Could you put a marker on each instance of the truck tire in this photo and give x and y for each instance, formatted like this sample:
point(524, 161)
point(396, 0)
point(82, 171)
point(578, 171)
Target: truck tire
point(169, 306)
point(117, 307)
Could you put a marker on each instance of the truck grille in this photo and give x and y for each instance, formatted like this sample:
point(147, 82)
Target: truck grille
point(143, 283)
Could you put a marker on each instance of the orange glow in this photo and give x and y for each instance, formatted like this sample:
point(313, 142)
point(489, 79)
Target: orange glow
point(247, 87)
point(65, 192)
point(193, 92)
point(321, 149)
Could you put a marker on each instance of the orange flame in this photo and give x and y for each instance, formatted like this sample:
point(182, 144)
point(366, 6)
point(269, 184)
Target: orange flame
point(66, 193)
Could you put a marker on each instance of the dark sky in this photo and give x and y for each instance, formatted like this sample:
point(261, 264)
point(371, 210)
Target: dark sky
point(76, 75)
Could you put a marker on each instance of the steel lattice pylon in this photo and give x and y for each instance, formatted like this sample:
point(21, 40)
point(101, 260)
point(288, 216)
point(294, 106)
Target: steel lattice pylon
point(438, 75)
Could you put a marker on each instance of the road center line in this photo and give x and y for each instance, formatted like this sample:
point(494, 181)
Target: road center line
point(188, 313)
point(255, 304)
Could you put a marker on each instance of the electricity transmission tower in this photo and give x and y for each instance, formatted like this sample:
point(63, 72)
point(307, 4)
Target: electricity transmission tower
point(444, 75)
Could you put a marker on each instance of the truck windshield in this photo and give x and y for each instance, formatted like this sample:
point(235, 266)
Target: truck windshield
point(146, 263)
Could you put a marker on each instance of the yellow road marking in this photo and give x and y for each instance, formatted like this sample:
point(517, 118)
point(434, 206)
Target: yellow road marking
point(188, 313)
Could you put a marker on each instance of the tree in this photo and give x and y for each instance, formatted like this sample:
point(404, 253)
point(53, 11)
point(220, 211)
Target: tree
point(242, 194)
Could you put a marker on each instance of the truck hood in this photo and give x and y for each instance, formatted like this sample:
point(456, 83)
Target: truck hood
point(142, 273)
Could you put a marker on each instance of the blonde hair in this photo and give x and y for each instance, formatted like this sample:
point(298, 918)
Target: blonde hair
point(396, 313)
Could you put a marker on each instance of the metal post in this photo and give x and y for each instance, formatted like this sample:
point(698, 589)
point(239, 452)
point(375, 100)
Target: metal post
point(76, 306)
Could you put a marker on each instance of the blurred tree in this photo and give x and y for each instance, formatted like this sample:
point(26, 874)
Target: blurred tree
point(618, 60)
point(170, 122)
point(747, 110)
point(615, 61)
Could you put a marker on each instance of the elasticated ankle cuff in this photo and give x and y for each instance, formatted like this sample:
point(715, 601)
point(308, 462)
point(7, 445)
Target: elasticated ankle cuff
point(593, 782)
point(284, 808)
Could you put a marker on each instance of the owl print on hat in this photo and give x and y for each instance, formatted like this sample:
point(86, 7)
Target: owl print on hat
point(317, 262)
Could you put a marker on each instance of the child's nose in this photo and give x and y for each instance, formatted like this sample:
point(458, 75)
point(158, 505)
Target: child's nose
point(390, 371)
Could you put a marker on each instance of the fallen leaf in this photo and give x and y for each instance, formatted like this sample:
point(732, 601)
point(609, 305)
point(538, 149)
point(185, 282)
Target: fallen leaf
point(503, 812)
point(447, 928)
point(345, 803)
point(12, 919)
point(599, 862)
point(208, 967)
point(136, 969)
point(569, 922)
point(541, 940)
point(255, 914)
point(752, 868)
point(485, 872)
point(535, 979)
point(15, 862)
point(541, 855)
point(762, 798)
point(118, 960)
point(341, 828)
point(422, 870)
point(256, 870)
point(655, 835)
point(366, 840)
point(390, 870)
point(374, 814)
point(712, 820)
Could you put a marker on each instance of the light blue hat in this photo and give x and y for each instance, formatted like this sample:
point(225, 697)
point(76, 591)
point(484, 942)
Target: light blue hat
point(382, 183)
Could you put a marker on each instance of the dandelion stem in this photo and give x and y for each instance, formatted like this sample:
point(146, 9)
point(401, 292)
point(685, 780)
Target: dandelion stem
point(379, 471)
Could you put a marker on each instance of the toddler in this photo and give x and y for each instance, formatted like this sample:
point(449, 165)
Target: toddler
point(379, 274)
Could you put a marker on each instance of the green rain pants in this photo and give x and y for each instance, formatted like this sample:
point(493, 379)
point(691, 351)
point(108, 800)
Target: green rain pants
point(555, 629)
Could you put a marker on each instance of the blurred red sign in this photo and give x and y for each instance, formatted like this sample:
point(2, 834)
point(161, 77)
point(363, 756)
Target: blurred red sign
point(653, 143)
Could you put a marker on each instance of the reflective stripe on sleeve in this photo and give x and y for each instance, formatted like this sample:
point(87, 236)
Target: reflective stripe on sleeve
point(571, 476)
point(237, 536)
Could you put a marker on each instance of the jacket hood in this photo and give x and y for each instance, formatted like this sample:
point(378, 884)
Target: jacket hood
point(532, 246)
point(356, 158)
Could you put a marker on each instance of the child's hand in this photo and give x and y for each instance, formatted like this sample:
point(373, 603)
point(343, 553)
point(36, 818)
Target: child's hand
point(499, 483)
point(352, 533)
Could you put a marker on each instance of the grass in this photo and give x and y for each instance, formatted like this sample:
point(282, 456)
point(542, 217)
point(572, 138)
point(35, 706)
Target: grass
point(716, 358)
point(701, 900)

WHAT IS ASKED »
Could you put every line of the records above into a numbered list, leaving out any blank lines?

SOLUTION TO THE PROBLEM »
1. Could you put a marker on each instance of the truck tire in this photo and give x and y for each instance, formatted like this sample:
2. point(524, 161)
3. point(396, 0)
4. point(82, 171)
5. point(578, 171)
6. Target: truck tire
7. point(169, 306)
8. point(117, 307)
9. Could you put a marker on each instance of the truck grille in this photo and give x and y for each instance, formatted like this sample:
10. point(147, 82)
11. Target: truck grille
12. point(143, 283)
13. Could you put a marker on each instance of the orange glow in this photo and give x and y for each instance, formatted like this sample:
14. point(313, 142)
15. point(489, 79)
16. Target: orange glow
17. point(247, 87)
18. point(65, 192)
19. point(193, 92)
20. point(321, 149)
21. Could you put a marker on each instance of the orange flame in this photo and give x and y for each instance, formatted like this sample:
22. point(182, 144)
23. point(366, 6)
24. point(269, 184)
25. Target: orange flame
26. point(66, 193)
27. Could you put a marker on each instance of the dark sky in this photo and give x and y for each instance, formatted like this sample:
28. point(261, 264)
29. point(371, 210)
30. Target: dark sky
31. point(76, 75)
32. Could you put a marker on each instance of the steel lattice pylon in this photo and give x and y for each instance, formatted like this sample:
33. point(21, 40)
34. point(101, 260)
35. point(288, 216)
36. point(294, 106)
37. Target: steel lattice pylon
38. point(438, 75)
39. Could you put a marker on each instance of the road center line in this photo and give x and y for each instance, formatted like this sample:
40. point(494, 181)
41. Target: road center line
42. point(188, 313)
43. point(255, 304)
44. Could you put a marker on each instance of the electricity transmission tower in this photo and give x and y for each instance, formatted like this sample:
45. point(63, 72)
46. point(307, 4)
47. Target: electricity transmission tower
48. point(444, 75)
49. Could you put a marker on each instance of the truck windshield in this photo and give x and y for each instance, formatted like this sample:
50. point(235, 266)
51. Target: truck windshield
52. point(146, 263)
53. Could you put a marker on each instance of the yellow road marking in this photo and give x and y for each instance, formatted like this sample:
54. point(517, 118)
55. point(434, 206)
56. Target: yellow road marking
57. point(188, 313)
58. Could you put a marker on each instance of the tree in this photo and give x and y for each instance, formatted like this sample:
59. point(404, 253)
60. point(53, 11)
61. point(220, 211)
62. Target: tree
63. point(242, 194)
64. Could you put a marker on each instance of the truck hood in this photo and give x and y for each instance, formatted like this sample:
65. point(456, 83)
66. Target: truck hood
67. point(142, 273)
68. Could you put a marker on each instance of the blonde hair in this photo and give x and y for each instance, formatted like this sample:
69. point(298, 918)
70. Target: blonde hair
71. point(396, 313)
72. Could you put a marker on each instance of the metal post in this photo and give x and y for each instance, formatted like this sample:
73. point(698, 589)
74. point(239, 452)
75. point(375, 100)
76. Target: metal post
77. point(76, 306)
78. Could you put a marker on each instance of the blurred tree in this photo and give x and y for each instance, formatted like this sample:
79. point(26, 874)
80. Target: blurred tree
81. point(618, 60)
82. point(170, 122)
83. point(747, 110)
84. point(615, 61)
85. Could you put a marker on each instance of the elasticated ankle cuff in this photo and give x and y for each instance, formatted like this sample:
86. point(715, 601)
87. point(308, 462)
88. point(7, 445)
89. Target: elasticated ankle cuff
90. point(593, 782)
91. point(284, 808)
92. Could you put a marker on each instance of the owl print on hat in this photo and give x and y for each instance, formatted like this sample:
93. point(86, 7)
94. Target: owl print on hat
95. point(317, 262)
96. Could you put a marker on each instance of the child's nose in this photo and give x and y for each instance, formatted like this sample:
97. point(458, 75)
98. point(158, 505)
99. Target: child's nose
100. point(390, 371)
101. Could you put a marker on each instance of the fallen leaf in this photo and give x and y for each instance, formatted like this sample:
102. point(732, 601)
103. point(609, 305)
104. point(538, 149)
105. point(185, 282)
106. Target: fallen leaf
107. point(503, 812)
108. point(447, 928)
109. point(345, 803)
110. point(12, 919)
111. point(599, 862)
112. point(208, 967)
113. point(136, 969)
114. point(569, 922)
115. point(541, 940)
116. point(255, 914)
117. point(752, 868)
118. point(485, 872)
119. point(535, 979)
120. point(15, 862)
121. point(541, 855)
122. point(762, 798)
123. point(118, 960)
124. point(341, 828)
125. point(422, 870)
126. point(256, 870)
127. point(655, 835)
128. point(366, 840)
129. point(390, 870)
130. point(374, 814)
131. point(712, 820)
132. Could you put a marker on each instance of the light blue hat in this photo and give x and y for each instance, formatted like this sample:
133. point(225, 697)
134. point(76, 591)
135. point(484, 942)
136. Target: light blue hat
137. point(382, 183)
138. Could you put a marker on each instance of the dandelion stem in this photo and give x and y for each instance, formatted like this sample:
139. point(146, 9)
140. point(401, 292)
141. point(685, 780)
142. Target: dandelion stem
143. point(379, 471)
144. Could you put a marker on each instance of the toddler in this photo and give x and y for each instance, formatted like this sample:
145. point(449, 165)
146. Target: toddler
147. point(379, 274)
148. Could you put a marker on each instance of the green rain pants in this photo and give x and y for each instance, formatted like this sample:
149. point(493, 379)
150. point(691, 351)
151. point(108, 800)
152. Target: green rain pants
153. point(555, 629)
154. Could you put a marker on each instance of the blurred red sign in this photo and give x and y for each instance, formatted like this sample:
155. point(2, 834)
156. point(161, 77)
157. point(363, 756)
158. Target: blurred red sign
159. point(653, 143)
160. Could you put a marker on each instance of the reflective stripe on sleeve in this photo and give x and y for each instance, formatted like this sample:
161. point(87, 236)
162. Target: reflective stripe on sleeve
163. point(571, 476)
164. point(237, 536)
165. Could you put a marker on each instance of the jacket hood in this photo and give x and y for each instance, formatted like this sample:
166. point(378, 884)
167. Target: jacket hood
168. point(532, 246)
169. point(356, 158)
170. Could you put a marker on each instance of the child's hand in this photo and give x and y for each instance, formatted like this sample:
171. point(373, 603)
172. point(343, 553)
173. point(36, 818)
174. Target: child's hand
175. point(499, 483)
176. point(352, 533)
177. Could you put a marker on each instance of the grass in this photo and give x and y for each instance, formatted like this sample:
178. point(282, 456)
179. point(542, 217)
180. point(572, 138)
181. point(35, 706)
182. Target: grass
183. point(716, 358)
184. point(701, 900)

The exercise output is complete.